**EXTRACT:**
BEGIN

# Email marketing



## KeenT (Sep 25, 2006)

Does anyone had an experience with email marketing, do you think it's possible to boost sales ethically without worries of spamming?


----------



## Solmu (Aug 15, 2005)

KeenT said:


> do you think it's possible to boost sales ethically without worries of spamming?


If you run an opt-in newsletter, sure.


----------



## KeenT (Sep 25, 2006)

Yes but when you are starting from zero may be to buy or rent a list would help.
Some company garanti that their email list are optin.


----------



## Twinge (Apr 26, 2005)

And some SEO companies guarantee 1st place results for any keyword  Not all promises are true. Make sure you check out a company carefully when dealing with email lists and such to see if they are legitimate.


----------



## Comin'OutSwingin (Oct 28, 2005)

It's not hard. Even just starting out.

I got a couple hundred people to sign up for my opt-in newsletter. The only people I told were family, friends, and those that went to my page from this forum (when I had my url in my signature).

Word spread and I have several hundred now, and have never sold 1 shirt online.


----------



## Rodney (Nov 3, 2004)

Here's a thread about sending newsletters with some good tips:
http://www.t-shirtforums.com/showthread.php?t=6177

And another about email marketing:
http://www.t-shirtforums.com/showthread.php?t=5522


----------



## Solmu (Aug 15, 2005)

END

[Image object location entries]

BEGIN

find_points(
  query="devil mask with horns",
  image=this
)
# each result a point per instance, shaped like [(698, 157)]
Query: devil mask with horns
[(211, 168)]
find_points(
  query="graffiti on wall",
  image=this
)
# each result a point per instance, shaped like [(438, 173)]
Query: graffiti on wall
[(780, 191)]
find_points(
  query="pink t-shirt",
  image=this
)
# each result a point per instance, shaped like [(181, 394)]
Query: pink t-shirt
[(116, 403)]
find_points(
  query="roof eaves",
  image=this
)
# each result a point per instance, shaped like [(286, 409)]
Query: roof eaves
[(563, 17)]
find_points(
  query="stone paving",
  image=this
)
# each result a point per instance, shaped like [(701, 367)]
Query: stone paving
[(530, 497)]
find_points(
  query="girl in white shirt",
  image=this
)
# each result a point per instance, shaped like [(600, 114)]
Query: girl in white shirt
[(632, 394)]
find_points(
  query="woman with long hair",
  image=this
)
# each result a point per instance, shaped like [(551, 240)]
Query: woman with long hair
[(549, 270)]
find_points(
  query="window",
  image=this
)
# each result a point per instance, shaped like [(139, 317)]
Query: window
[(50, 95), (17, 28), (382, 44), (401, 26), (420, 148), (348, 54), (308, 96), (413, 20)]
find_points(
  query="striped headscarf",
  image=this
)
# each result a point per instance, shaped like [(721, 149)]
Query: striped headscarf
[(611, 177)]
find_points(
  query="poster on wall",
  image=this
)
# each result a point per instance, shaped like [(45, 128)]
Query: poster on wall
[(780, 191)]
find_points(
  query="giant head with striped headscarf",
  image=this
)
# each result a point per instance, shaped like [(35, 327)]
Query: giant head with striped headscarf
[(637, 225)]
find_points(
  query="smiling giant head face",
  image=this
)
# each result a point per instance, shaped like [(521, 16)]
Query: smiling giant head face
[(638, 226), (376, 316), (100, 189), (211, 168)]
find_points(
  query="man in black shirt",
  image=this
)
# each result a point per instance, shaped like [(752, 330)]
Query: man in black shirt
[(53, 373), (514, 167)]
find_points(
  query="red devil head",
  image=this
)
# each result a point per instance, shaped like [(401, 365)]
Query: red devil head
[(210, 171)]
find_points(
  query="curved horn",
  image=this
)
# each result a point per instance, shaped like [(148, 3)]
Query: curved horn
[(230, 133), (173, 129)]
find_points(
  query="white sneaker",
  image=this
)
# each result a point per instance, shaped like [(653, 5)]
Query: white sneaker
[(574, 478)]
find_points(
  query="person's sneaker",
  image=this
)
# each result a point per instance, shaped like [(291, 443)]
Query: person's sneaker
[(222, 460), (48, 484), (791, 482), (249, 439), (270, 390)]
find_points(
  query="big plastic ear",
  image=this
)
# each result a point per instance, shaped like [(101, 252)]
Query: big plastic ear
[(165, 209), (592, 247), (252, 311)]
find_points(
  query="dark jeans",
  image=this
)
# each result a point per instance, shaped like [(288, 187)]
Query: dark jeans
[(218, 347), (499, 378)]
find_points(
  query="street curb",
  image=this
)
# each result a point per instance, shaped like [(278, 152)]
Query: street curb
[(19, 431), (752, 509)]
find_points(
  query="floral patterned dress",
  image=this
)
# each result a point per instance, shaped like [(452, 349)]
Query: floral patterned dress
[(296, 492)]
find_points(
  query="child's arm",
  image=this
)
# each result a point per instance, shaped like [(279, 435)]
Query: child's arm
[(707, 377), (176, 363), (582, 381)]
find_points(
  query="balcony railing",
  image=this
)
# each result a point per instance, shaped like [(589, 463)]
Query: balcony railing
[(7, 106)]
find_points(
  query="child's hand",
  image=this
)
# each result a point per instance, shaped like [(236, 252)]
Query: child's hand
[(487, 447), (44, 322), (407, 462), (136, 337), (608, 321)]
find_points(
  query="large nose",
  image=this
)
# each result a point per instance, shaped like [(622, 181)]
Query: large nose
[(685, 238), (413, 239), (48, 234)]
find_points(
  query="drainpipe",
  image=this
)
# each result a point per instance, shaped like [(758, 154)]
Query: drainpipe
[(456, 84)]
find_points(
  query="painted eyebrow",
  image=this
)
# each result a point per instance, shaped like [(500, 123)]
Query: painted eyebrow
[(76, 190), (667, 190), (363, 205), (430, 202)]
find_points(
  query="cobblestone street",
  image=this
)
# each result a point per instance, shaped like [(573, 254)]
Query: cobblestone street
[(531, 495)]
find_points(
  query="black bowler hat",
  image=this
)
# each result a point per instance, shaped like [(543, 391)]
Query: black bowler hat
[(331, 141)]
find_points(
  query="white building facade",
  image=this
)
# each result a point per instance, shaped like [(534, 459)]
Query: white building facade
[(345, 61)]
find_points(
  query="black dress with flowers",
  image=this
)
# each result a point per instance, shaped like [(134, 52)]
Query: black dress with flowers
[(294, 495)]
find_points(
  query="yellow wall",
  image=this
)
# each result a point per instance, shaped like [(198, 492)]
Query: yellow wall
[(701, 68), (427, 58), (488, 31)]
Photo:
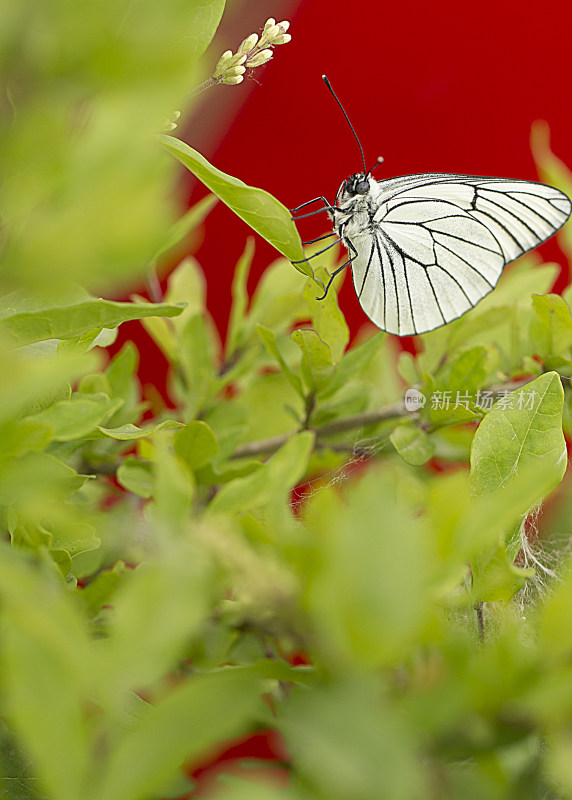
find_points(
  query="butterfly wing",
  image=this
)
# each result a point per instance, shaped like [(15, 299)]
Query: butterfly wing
[(438, 244)]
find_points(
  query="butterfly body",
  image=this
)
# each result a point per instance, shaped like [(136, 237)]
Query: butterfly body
[(424, 249)]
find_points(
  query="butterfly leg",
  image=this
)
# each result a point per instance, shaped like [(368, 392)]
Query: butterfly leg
[(309, 202), (319, 239), (339, 269)]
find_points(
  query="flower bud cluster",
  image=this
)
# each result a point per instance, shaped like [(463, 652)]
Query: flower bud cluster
[(253, 52)]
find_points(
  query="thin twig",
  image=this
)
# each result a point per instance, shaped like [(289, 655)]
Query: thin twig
[(270, 445), (480, 620)]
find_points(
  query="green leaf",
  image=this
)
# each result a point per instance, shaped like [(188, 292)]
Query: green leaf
[(236, 324), (79, 416), (201, 21), (19, 326), (193, 718), (17, 778), (353, 718), (317, 368), (196, 444), (413, 444), (266, 215), (136, 476), (46, 673), (551, 329), (40, 476), (197, 365), (269, 339), (121, 371), (183, 226), (99, 592), (74, 538), (282, 471), (129, 432), (327, 319), (523, 429), (355, 361), (158, 608), (495, 579)]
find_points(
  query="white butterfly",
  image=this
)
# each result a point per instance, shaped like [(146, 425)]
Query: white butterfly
[(424, 249)]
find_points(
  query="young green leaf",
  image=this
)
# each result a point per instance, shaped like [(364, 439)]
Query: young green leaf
[(269, 340), (522, 429), (190, 220), (201, 21), (130, 432), (413, 444), (317, 368), (551, 328), (19, 327), (327, 318), (266, 215), (79, 416), (187, 724), (136, 476), (196, 444), (236, 323)]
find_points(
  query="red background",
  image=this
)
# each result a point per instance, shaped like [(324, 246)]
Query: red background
[(445, 87), (449, 86)]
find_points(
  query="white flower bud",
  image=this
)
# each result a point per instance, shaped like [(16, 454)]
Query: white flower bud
[(259, 58), (248, 44), (236, 60), (232, 80)]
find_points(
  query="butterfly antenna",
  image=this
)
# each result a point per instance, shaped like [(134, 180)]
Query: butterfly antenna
[(334, 95), (376, 165)]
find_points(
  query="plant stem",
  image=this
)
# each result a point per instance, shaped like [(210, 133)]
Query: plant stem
[(266, 446), (353, 422), (480, 620)]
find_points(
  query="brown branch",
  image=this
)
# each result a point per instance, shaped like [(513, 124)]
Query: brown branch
[(267, 446), (356, 421)]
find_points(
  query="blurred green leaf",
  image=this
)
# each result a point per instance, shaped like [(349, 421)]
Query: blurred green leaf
[(136, 476), (183, 226), (185, 725), (203, 20), (269, 339), (99, 591), (196, 444), (317, 368), (20, 326), (523, 428), (262, 212), (79, 416), (237, 321), (551, 329), (327, 319), (351, 717), (372, 549), (158, 608), (46, 672), (282, 470), (129, 432)]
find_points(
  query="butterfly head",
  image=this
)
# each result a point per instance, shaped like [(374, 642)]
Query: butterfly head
[(356, 186)]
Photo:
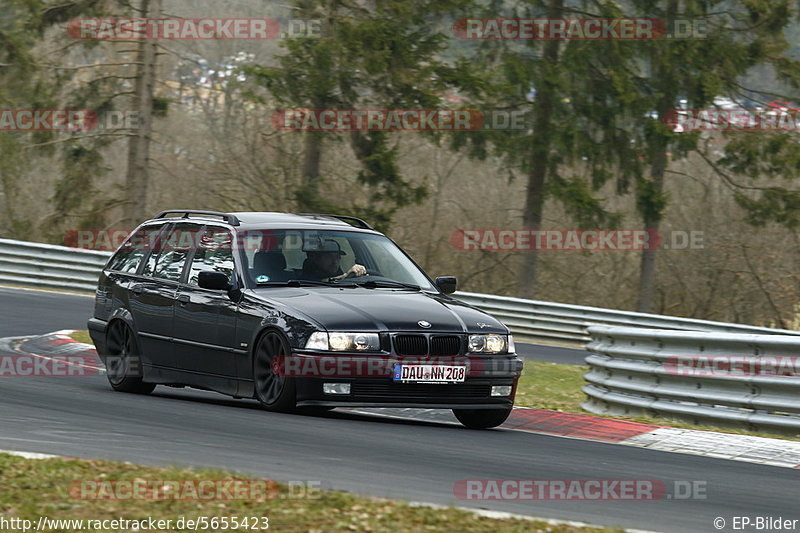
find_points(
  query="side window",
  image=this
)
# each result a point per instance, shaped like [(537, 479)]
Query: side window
[(132, 251), (214, 252), (168, 261)]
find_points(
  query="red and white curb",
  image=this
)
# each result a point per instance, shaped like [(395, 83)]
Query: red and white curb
[(746, 448)]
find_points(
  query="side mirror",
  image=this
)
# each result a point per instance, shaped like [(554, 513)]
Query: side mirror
[(446, 284), (211, 279)]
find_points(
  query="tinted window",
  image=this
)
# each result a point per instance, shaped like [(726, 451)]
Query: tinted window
[(214, 252), (168, 260), (132, 251)]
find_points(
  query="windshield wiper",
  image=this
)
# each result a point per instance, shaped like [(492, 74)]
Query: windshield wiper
[(372, 284), (294, 283)]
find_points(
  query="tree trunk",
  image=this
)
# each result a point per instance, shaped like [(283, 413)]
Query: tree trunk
[(307, 196), (652, 223), (137, 178), (546, 95), (650, 193)]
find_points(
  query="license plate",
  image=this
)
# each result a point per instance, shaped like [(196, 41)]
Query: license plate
[(418, 373)]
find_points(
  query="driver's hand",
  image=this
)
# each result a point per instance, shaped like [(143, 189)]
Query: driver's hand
[(357, 270)]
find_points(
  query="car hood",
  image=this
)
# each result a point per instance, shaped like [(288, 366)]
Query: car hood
[(359, 309)]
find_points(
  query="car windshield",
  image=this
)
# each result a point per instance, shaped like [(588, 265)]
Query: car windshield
[(278, 257)]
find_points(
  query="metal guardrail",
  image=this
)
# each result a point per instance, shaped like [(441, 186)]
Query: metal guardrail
[(60, 267), (568, 324), (657, 372), (50, 266)]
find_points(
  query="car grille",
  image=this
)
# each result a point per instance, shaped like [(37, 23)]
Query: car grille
[(422, 345), (404, 391), (411, 344), (449, 345)]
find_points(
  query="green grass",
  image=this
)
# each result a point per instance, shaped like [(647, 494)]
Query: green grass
[(34, 488), (558, 387)]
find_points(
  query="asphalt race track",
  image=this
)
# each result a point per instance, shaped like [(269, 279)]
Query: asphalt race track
[(418, 461)]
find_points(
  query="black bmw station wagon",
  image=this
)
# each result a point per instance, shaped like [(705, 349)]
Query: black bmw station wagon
[(299, 311)]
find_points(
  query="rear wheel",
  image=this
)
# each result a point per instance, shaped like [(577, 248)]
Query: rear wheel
[(273, 391), (481, 418), (123, 363)]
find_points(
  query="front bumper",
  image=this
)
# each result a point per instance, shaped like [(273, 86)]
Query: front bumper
[(383, 391)]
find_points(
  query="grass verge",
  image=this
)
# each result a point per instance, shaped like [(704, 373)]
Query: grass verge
[(34, 488), (558, 387)]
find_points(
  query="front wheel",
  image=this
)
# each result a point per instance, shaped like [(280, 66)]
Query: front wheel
[(123, 363), (274, 391), (481, 418)]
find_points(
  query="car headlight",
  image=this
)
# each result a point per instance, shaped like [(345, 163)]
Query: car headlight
[(490, 343), (343, 342)]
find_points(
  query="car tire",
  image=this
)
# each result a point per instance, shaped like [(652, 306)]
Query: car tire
[(273, 391), (123, 362), (481, 418)]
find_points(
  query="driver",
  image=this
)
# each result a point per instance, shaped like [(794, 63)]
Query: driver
[(323, 264)]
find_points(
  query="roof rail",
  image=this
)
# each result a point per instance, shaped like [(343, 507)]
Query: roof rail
[(231, 219), (344, 218)]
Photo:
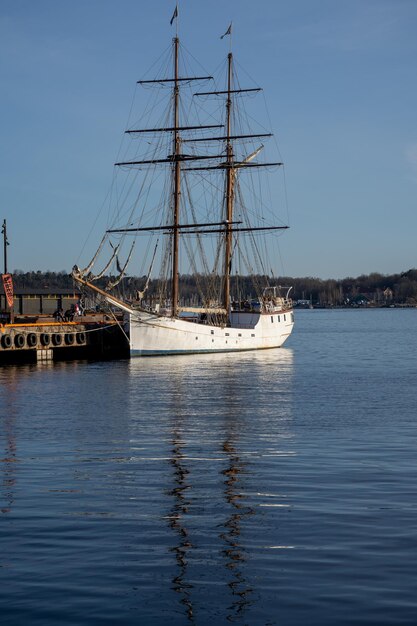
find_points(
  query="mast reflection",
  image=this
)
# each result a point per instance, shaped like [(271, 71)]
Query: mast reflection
[(234, 551), (177, 521)]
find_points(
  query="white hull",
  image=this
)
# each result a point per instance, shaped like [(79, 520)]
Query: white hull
[(152, 335)]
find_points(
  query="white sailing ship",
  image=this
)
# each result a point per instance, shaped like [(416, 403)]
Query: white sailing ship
[(202, 218)]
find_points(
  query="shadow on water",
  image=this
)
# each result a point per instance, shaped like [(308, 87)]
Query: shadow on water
[(212, 405)]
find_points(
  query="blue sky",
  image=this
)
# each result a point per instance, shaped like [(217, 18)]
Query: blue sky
[(340, 79)]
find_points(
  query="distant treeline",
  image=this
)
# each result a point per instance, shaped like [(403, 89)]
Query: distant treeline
[(372, 289)]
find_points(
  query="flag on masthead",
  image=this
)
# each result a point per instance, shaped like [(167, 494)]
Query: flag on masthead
[(228, 32), (174, 15)]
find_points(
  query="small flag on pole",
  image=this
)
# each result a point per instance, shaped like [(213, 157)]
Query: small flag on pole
[(174, 15), (228, 32)]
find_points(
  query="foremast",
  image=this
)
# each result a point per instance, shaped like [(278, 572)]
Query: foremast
[(177, 187), (229, 188)]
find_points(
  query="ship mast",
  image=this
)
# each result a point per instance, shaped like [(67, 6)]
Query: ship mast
[(229, 187), (177, 186)]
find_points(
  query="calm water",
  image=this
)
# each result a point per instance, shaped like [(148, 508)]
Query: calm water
[(263, 488)]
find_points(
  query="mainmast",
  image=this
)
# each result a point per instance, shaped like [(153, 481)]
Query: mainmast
[(177, 186), (229, 187)]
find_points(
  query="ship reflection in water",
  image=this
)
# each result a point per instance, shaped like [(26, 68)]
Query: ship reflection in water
[(224, 421)]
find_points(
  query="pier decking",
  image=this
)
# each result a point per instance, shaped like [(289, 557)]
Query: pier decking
[(40, 338)]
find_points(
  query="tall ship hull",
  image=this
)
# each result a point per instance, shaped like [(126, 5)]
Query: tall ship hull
[(193, 219), (152, 335)]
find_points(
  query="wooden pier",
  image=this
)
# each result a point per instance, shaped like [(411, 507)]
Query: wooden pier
[(41, 338)]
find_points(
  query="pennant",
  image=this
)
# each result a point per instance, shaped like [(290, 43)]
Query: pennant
[(8, 289), (228, 32), (174, 15)]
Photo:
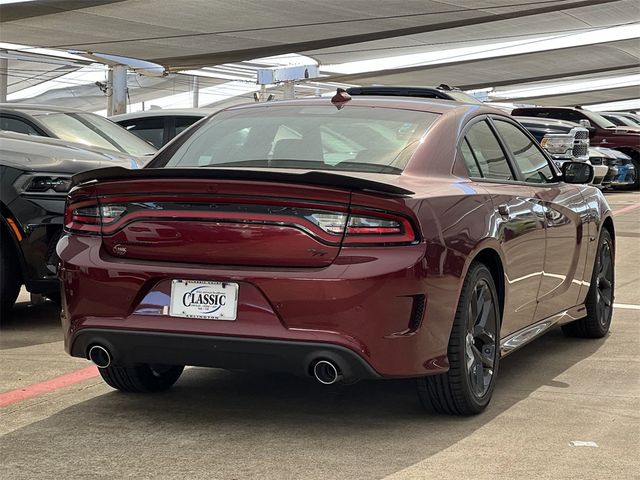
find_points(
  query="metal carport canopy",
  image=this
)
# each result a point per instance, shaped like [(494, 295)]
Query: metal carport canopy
[(607, 58), (195, 33)]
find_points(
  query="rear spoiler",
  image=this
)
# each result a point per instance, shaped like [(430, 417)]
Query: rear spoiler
[(325, 179)]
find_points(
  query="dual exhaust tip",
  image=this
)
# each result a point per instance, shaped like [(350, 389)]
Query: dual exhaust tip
[(325, 371), (100, 356)]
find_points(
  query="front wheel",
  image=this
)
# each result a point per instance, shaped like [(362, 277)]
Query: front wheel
[(10, 278), (599, 301), (143, 378), (473, 351)]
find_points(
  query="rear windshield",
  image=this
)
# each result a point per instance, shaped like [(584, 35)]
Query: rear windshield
[(359, 139)]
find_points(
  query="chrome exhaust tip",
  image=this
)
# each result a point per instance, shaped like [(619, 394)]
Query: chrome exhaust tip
[(326, 372), (100, 356)]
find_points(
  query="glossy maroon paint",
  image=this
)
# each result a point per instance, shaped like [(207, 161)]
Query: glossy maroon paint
[(359, 297)]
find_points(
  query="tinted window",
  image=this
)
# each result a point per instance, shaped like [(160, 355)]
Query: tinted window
[(149, 129), (316, 137), (10, 124), (92, 129), (528, 157), (483, 155), (182, 123)]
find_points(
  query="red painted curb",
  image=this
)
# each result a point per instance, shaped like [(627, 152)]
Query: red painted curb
[(47, 386)]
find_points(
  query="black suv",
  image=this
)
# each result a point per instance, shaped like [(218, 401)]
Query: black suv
[(35, 176)]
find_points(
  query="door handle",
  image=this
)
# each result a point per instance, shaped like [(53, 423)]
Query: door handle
[(503, 210)]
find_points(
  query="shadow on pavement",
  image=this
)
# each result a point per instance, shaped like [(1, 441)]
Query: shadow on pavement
[(28, 324), (219, 424)]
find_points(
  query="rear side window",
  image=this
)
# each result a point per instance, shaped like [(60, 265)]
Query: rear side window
[(149, 129), (483, 155), (10, 124), (182, 123), (530, 160)]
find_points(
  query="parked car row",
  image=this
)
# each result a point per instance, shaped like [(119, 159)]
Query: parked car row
[(565, 141), (602, 133), (314, 236), (35, 177), (91, 140)]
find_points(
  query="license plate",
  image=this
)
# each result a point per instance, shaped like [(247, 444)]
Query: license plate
[(202, 299)]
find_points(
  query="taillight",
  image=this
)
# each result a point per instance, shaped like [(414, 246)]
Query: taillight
[(89, 217), (378, 230)]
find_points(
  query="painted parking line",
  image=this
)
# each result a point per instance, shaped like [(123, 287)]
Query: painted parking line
[(48, 386), (628, 306), (626, 209)]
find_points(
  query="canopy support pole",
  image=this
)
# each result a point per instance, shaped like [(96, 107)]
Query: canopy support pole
[(117, 92), (195, 91), (4, 77)]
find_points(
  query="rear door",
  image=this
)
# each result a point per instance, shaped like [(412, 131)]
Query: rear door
[(518, 222), (560, 204)]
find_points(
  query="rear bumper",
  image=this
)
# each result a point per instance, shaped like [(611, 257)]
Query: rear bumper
[(372, 302), (297, 358)]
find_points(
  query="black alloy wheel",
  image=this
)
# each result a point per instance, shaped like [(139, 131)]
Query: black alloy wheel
[(473, 351), (604, 283), (599, 300), (480, 346)]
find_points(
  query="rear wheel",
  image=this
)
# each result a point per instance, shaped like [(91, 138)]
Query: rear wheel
[(10, 277), (636, 164), (599, 301), (473, 351), (143, 378)]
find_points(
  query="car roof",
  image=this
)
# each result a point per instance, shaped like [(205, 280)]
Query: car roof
[(168, 112), (545, 121), (37, 109), (433, 105), (547, 108)]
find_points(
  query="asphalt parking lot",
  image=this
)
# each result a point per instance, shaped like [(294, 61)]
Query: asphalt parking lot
[(563, 408)]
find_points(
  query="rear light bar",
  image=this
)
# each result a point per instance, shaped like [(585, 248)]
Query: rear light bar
[(353, 229), (364, 228)]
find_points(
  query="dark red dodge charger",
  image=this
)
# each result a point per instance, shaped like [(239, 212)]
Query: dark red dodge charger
[(342, 239)]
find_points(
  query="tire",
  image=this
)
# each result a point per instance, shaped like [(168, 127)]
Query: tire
[(473, 351), (143, 378), (10, 277), (636, 163), (599, 301)]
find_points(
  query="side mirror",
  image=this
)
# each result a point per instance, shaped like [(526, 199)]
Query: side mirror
[(587, 124), (577, 172)]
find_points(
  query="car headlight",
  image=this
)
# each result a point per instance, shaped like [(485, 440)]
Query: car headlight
[(43, 183)]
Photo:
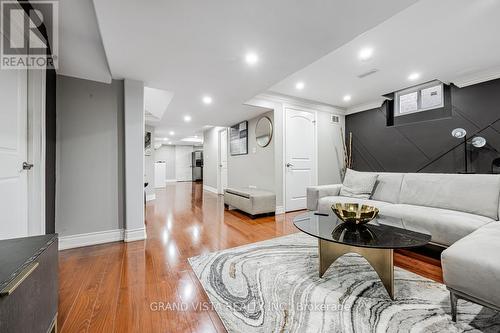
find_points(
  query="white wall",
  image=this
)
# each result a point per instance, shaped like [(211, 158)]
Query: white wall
[(210, 156), (134, 155), (89, 159), (327, 164), (330, 149), (149, 165), (257, 167), (167, 154)]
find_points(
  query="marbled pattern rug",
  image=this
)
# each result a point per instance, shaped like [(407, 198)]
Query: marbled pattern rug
[(273, 286)]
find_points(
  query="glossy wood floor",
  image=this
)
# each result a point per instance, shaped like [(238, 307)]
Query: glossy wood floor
[(132, 287)]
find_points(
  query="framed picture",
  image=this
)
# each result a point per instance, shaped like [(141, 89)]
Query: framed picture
[(238, 139), (147, 144)]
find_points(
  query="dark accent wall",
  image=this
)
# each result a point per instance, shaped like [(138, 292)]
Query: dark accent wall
[(50, 151), (50, 134), (417, 146)]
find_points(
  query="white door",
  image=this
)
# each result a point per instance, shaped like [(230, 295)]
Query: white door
[(222, 184), (160, 174), (300, 170), (183, 163), (13, 152)]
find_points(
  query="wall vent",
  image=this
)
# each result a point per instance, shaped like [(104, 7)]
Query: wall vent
[(370, 72)]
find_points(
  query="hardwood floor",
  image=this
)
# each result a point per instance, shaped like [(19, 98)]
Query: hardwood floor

END

**CHALLENGE 1:** List each distinct username that heads a post in the email marketing thread.
**CHALLENGE 2:** Render the part of the records that opens with their first line and closes with the line containing "[(563, 17)]" as a numbered list, leaving out blank lines.

**TASK ANSWER 1:**
KeenT
Solmu
Twinge
Comin'OutSwingin
Rodney

**TASK ANSWER 2:**
1. find_points(
2.   query="devil mask with horns",
3.   image=this
4. )
5. # each result a point per instance, shaped like [(698, 157)]
6. Query: devil mask with horns
7. [(211, 168)]
8. find_points(
9.   query="graffiti on wall",
10.   image=this
11. )
12. # each result a point per instance, shaped like [(438, 173)]
13. Query: graffiti on wall
14. [(780, 191)]
15. find_points(
16.   query="pink t-shirt",
17.   image=this
18. )
19. # each result a point per instance, shaped like [(181, 394)]
20. Query: pink t-shirt
21. [(116, 403)]
22. find_points(
23.   query="roof eaves",
24.   image=this
25. )
26. # each result a point per instance, shaped like [(286, 409)]
27. Query: roof eaves
28. [(563, 17)]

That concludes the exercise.